[GIVEN TEXT]
Category Archives: Traffic

New ULEZ restrictions – and heavy charges – fast approaching

Just a reminder that from 25 October 2021, the existing central London Ultra Low Emission Zone (ULEZ) will expand to create a single larger zone up to, but not including, the North Circular Road (A406) and South Circular Road (A205).

That includes us, obviously.

TfL have a link which tells us whether our cars meet the emissions standard and the charges we shall need to pay. Four out of five cars, they say,  already meet the ULEZ emissions standards, but they need owners of older polluting cars, motorcycles, lighter vans and minibuses to take action. (Meaning? … sell the offending vehicle to somewhere outside London, presumably  –  and no doubt at a loss.)

This is the link.

ULEZ expansion could cost £12.50 per day when your car moves

Cars, motorcycles, vans and other specialist vehicles (up to and including 3.5 tonnes), and minibuses (up to and including 5 tonnes) will either need to meet the ULEZ emissions standards, or pay a £12.50 daily charge when driving within the expanded ULEZ zone.  You will not be charged for a non-compliant vehicle parked in the zone on days you don’t drive it (how gracious of the Mayor!).

The ULEZ operates 24 hours a day, 7 days a week, every day of the year except Christmas Day (25 December).

The current ULEZ emissions standards will continue:

• Euro 3 (NOx) for motorcycles, mopeds, motorised tricycles and quadricycles
• Euro 4 (NOx) for petrol cars, vans and other specialist vehicles (up to and including 3.5 tonnes gross vehicle weight) and minibuses (up to and including 5 tonnes)
• Euro 6 (NOx and PM) for diesel cars, vans and other specialist vehicles (up to and including 3.5 tonnes) and minibuses (up to and including 5 tonnes)

[STORED DATA]

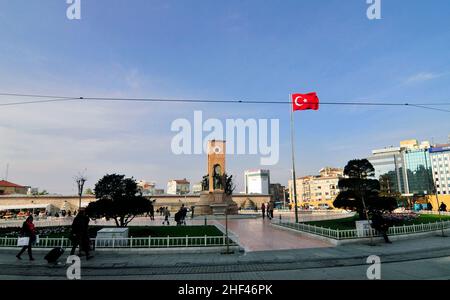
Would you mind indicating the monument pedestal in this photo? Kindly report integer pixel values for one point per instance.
(215, 203)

[GOAL] Please reproduce the whole ULEZ expansion text word for word. The data is not needed for what comes next.

[EXERCISE ANSWER]
Category Archives: Traffic

New ULEZ restrictions – and heavy charges – fast approaching

Just a reminder that from 25 October 2021, the existing central London Ultra Low Emission Zone (ULEZ) will expand to create a single larger zone up to, but not including, the North Circular Road (A406) and South Circular Road (A205).

That includes us, obviously.

TfL have a link which tells us whether our cars meet the emissions standard and the charges we shall need to pay. Four out of five cars, they say,  already meet the ULEZ emissions standards, but they need owners of older polluting cars, motorcycles, lighter vans and minibuses to take action. (Meaning? … sell the offending vehicle to somewhere outside London, presumably  –  and no doubt at a loss.)

This is the link.

ULEZ expansion could cost £12.50 per day when your car moves

Cars, motorcycles, vans and other specialist vehicles (up to and including 3.5 tonnes), and minibuses (up to and including 5 tonnes) will either need to meet the ULEZ emissions standards, or pay a £12.50 daily charge when driving within the expanded ULEZ zone.  You will not be charged for a non-compliant vehicle parked in the zone on days you don’t drive it (how gracious of the Mayor!).

The ULEZ operates 24 hours a day, 7 days a week, every day of the year except Christmas Day (25 December).

The current ULEZ emissions standards will continue:

• Euro 3 (NOx) for motorcycles, mopeds, motorised tricycles and quadricycles
• Euro 4 (NOx) for petrol cars, vans and other specialist vehicles (up to and including 3.5 tonnes gross vehicle weight) and minibuses (up to and including 5 tonnes)
• Euro 6 (NOx and PM) for diesel cars, vans and other specialist vehicles (up to and including 3.5 tonnes) and minibuses (up to and including 5 tonnes)